▸ Material shown

[BEGIN]

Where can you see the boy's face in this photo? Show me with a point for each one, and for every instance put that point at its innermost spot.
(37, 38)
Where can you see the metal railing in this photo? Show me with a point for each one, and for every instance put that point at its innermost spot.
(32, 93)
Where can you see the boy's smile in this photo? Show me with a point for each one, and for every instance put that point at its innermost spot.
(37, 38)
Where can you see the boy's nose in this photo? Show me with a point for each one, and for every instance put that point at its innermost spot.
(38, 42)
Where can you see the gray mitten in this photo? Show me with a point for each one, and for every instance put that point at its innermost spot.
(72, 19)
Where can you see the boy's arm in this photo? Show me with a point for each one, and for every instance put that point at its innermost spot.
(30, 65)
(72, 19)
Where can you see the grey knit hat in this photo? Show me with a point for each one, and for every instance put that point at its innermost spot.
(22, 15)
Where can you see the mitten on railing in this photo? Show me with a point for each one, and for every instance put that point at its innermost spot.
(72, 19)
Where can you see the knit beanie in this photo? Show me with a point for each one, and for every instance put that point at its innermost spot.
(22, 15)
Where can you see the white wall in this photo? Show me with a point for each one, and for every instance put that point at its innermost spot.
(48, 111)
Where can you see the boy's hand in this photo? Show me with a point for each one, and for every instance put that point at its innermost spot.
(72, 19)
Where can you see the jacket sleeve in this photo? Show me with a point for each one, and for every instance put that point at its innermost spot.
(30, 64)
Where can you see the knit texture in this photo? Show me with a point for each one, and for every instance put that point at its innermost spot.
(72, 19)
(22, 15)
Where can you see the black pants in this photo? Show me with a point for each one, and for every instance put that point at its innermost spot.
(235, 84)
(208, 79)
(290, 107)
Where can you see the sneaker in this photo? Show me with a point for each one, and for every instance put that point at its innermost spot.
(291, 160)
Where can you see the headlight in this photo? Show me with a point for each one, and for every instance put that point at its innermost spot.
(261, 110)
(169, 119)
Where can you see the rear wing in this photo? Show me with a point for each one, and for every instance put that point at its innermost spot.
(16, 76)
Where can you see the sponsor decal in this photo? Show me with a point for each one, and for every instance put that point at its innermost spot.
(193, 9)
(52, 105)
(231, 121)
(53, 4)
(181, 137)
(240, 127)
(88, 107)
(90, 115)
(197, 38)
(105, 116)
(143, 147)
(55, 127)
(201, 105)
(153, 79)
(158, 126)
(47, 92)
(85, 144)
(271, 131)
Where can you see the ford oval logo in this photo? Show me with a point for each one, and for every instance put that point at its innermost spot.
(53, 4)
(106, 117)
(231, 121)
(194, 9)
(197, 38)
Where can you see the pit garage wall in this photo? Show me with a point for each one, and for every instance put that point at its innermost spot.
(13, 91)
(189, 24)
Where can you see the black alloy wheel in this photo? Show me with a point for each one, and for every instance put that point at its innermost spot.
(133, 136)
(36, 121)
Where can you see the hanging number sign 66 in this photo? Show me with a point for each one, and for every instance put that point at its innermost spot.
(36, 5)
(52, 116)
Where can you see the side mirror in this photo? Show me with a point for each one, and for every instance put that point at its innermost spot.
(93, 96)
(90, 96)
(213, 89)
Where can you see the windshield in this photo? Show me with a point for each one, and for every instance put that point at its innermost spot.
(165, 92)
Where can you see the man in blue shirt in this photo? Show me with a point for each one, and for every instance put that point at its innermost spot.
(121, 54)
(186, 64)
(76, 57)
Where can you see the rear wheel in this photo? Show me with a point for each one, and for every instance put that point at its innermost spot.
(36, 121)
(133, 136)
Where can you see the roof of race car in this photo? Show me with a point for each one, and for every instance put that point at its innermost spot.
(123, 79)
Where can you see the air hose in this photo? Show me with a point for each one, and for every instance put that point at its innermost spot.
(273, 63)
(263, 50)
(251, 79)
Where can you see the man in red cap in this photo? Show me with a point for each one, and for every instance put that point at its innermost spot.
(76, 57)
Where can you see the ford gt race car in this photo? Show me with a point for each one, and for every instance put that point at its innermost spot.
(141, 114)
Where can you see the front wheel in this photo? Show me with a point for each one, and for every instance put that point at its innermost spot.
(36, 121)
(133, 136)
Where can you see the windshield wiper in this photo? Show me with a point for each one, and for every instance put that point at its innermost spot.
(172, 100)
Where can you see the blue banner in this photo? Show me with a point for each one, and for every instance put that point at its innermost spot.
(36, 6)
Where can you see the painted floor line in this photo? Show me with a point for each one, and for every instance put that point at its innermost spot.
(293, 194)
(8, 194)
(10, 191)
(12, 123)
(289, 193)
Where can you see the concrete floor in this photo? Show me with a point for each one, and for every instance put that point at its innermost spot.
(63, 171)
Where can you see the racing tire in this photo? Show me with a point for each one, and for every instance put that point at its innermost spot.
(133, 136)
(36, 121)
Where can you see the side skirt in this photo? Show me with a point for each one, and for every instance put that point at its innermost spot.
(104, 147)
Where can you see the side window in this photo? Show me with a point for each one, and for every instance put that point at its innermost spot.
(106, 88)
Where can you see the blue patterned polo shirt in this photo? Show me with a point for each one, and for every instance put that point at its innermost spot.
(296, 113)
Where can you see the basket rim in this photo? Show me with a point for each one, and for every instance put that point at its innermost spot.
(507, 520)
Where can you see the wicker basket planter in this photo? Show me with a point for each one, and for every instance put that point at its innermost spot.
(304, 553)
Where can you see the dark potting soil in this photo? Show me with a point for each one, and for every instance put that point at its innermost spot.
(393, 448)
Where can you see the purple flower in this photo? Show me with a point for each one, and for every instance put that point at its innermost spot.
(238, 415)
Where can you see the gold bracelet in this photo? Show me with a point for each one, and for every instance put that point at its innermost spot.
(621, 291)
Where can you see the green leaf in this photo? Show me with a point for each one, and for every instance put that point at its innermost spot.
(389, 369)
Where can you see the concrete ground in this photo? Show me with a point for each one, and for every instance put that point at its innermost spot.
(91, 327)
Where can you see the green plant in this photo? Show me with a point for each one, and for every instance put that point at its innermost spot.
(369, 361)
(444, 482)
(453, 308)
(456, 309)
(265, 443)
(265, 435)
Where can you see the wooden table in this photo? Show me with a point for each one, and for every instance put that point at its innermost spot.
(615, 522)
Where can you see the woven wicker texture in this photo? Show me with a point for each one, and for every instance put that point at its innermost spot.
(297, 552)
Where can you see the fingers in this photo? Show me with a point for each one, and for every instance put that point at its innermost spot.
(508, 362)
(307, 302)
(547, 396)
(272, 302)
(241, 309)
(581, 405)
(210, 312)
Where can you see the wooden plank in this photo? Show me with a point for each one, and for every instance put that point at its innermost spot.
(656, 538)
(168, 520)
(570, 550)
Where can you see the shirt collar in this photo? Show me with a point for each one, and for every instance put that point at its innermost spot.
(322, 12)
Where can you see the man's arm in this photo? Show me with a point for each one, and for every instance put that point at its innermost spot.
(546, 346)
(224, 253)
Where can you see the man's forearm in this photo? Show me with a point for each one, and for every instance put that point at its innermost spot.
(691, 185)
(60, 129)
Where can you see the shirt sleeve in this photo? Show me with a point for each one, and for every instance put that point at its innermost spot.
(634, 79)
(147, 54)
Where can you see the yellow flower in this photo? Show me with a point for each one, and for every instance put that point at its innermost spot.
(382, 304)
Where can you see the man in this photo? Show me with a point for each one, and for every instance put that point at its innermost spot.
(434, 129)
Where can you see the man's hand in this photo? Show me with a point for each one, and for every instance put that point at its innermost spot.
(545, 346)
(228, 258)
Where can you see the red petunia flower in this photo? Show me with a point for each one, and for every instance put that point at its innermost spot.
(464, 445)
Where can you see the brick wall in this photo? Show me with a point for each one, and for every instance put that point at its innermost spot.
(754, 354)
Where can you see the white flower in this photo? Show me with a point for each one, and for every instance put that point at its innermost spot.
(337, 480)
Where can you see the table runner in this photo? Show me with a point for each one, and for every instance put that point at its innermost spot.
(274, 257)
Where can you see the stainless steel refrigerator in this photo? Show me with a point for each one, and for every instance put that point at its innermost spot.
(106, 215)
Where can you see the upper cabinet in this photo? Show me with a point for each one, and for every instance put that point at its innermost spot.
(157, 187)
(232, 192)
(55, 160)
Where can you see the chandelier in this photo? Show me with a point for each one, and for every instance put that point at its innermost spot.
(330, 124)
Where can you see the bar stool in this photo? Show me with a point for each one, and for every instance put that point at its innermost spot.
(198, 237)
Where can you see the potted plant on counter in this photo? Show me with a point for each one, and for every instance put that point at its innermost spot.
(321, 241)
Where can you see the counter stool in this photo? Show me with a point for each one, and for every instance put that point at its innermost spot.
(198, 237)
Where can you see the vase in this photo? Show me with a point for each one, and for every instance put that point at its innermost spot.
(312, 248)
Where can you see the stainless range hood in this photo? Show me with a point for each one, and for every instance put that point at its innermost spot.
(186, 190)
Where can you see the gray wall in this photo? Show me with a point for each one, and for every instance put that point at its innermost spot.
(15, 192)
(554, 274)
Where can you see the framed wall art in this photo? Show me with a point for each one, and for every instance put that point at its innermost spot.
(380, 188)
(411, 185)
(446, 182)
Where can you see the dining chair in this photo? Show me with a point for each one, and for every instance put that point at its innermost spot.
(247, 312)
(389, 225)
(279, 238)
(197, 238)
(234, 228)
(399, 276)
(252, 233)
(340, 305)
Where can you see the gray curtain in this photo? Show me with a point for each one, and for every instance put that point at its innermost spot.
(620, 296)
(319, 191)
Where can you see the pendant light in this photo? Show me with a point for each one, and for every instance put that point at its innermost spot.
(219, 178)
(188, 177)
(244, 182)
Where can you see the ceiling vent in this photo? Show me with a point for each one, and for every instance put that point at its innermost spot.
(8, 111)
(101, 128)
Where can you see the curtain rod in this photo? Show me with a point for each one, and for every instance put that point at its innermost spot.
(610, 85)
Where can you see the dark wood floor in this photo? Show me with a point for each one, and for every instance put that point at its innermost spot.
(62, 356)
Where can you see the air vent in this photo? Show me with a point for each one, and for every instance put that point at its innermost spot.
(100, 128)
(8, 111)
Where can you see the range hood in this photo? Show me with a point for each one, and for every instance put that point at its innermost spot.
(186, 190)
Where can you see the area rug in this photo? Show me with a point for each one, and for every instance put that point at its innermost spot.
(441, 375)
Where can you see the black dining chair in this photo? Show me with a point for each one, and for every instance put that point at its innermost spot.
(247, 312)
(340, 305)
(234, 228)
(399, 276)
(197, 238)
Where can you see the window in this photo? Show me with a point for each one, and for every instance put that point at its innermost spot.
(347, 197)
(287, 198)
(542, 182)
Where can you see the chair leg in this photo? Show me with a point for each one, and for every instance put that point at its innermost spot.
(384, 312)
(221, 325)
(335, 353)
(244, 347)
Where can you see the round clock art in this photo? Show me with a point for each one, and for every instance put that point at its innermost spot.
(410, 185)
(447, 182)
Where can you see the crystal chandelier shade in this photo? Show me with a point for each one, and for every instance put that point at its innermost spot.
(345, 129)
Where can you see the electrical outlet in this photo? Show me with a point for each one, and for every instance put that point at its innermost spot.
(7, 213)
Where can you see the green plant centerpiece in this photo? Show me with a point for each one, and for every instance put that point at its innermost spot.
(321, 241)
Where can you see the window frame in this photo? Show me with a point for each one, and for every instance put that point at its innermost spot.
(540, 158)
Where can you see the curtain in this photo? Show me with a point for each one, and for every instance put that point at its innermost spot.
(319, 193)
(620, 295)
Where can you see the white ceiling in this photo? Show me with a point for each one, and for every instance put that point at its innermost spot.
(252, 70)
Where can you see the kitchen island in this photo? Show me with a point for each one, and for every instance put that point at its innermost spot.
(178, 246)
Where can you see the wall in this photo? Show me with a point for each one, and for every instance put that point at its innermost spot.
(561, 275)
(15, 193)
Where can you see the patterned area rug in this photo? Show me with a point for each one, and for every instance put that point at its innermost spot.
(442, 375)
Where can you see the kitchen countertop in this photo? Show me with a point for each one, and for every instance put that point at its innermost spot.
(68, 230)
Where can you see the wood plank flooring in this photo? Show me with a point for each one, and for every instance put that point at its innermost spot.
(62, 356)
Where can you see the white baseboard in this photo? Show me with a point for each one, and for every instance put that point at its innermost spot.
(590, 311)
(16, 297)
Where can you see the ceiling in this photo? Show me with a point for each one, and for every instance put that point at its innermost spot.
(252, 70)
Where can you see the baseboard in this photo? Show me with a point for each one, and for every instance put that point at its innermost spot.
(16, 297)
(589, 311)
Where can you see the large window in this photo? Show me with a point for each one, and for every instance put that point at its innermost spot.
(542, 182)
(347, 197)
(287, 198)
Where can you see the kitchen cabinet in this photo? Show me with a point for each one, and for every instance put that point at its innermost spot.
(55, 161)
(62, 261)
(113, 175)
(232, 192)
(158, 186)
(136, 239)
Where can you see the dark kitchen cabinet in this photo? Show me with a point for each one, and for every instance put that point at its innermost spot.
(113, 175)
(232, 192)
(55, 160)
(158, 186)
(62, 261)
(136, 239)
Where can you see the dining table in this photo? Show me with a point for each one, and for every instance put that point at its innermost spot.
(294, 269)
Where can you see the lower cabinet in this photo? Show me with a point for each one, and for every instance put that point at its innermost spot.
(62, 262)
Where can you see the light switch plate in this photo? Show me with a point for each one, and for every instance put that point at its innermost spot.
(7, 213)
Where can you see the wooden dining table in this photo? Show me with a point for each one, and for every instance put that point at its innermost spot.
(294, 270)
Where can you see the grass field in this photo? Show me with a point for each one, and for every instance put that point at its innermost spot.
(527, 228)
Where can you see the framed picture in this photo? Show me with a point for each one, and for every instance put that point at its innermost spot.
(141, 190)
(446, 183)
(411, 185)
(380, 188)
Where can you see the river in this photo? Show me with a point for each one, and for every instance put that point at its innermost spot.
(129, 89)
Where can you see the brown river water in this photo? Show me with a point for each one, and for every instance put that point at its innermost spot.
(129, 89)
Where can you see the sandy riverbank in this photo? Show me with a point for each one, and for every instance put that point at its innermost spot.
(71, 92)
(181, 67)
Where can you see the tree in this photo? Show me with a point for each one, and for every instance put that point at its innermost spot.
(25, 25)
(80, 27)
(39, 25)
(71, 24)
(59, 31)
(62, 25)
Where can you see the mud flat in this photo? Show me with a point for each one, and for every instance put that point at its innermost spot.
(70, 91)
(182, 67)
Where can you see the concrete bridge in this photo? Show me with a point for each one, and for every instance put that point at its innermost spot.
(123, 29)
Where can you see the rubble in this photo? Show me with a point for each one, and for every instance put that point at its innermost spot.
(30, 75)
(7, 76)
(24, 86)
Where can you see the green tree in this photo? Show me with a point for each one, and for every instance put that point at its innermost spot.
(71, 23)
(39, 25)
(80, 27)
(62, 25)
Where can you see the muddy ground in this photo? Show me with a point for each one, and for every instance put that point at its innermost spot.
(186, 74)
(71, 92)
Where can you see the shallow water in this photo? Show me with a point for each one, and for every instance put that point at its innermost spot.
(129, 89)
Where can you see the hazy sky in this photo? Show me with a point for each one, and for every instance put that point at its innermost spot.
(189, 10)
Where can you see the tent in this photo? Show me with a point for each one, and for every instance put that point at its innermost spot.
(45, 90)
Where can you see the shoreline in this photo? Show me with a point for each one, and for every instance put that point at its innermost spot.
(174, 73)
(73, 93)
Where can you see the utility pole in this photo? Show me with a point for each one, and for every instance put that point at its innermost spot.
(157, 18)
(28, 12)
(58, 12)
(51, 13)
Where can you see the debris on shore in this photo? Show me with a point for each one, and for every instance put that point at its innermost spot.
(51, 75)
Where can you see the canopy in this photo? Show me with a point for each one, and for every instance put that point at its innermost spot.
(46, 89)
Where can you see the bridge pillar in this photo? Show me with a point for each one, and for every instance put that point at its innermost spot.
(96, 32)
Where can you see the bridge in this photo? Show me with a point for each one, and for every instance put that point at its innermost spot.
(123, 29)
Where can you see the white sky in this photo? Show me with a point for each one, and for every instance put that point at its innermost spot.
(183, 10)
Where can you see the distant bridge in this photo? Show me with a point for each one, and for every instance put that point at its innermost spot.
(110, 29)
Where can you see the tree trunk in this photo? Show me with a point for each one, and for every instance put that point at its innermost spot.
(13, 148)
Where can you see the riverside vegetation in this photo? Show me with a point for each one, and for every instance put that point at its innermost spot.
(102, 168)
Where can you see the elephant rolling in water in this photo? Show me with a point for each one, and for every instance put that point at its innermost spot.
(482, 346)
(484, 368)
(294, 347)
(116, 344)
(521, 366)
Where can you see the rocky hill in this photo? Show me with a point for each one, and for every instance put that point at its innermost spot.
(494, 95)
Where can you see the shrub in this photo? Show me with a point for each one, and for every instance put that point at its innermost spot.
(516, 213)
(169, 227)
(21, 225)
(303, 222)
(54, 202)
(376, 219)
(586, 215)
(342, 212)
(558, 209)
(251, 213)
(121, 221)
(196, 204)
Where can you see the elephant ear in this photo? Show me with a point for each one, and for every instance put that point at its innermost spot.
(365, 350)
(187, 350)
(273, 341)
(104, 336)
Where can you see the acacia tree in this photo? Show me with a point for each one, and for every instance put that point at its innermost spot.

[END]

▸ What you have to do
Copy out exactly the lines between the line with "Where can you see the canopy" and the last line of the entries, counting both of those lines.

▸ Solution to the problem
Where can you see the canopy in this photo? Show me with a point for each one, and for every instance put that point at its innermost spot.
(46, 89)
Where can you see the bridge pillar in this photo? Show me with a point for each one, and for every instance put that point at its innermost spot.
(96, 32)
Where can you see the bridge in this photo? Show me with a point for each one, and for every instance put that point at its innermost spot.
(123, 29)
Where can you see the white sky in this photo? Show me with a point for each one, and for every instance put that point at its innermost spot.
(183, 10)
Where can you see the distant bridge in this photo? Show me with a point for each one, and for every instance put that point at its innermost spot.
(110, 29)
Where can you see the tree trunk in this photo? Show me with a point for each one, and for every instance put that point at its innermost spot.
(13, 148)
Where can you see the riverside vegetation in this photo? Show me with a point for each one, and for every instance put that point at its innermost spot.
(102, 168)
Where can you see the elephant rolling in water in this photo? Show me with a point for each one, and for every instance put that point at its innermost spot.
(482, 346)
(484, 368)
(294, 347)
(116, 344)
(521, 366)
Where can you see the rocky hill in this photo? Show me with a point for each one, and for every instance put that point at its innermost spot.
(494, 95)
Where can you see the shrub in this photo? Show me with a point for each one, and for every instance put that point at its innermost spot.
(516, 213)
(169, 227)
(21, 225)
(303, 222)
(54, 202)
(376, 219)
(586, 215)
(342, 212)
(558, 209)
(251, 213)
(121, 221)
(196, 204)
Where can you see the elephant ear in this photo? Show me with a point for each one, and for every instance put that point at its innermost spot.
(365, 350)
(187, 350)
(273, 341)
(104, 336)
Where can you see the acacia tree in this photo? Show me with a point for each one, and for every instance put that point at its innermost spot.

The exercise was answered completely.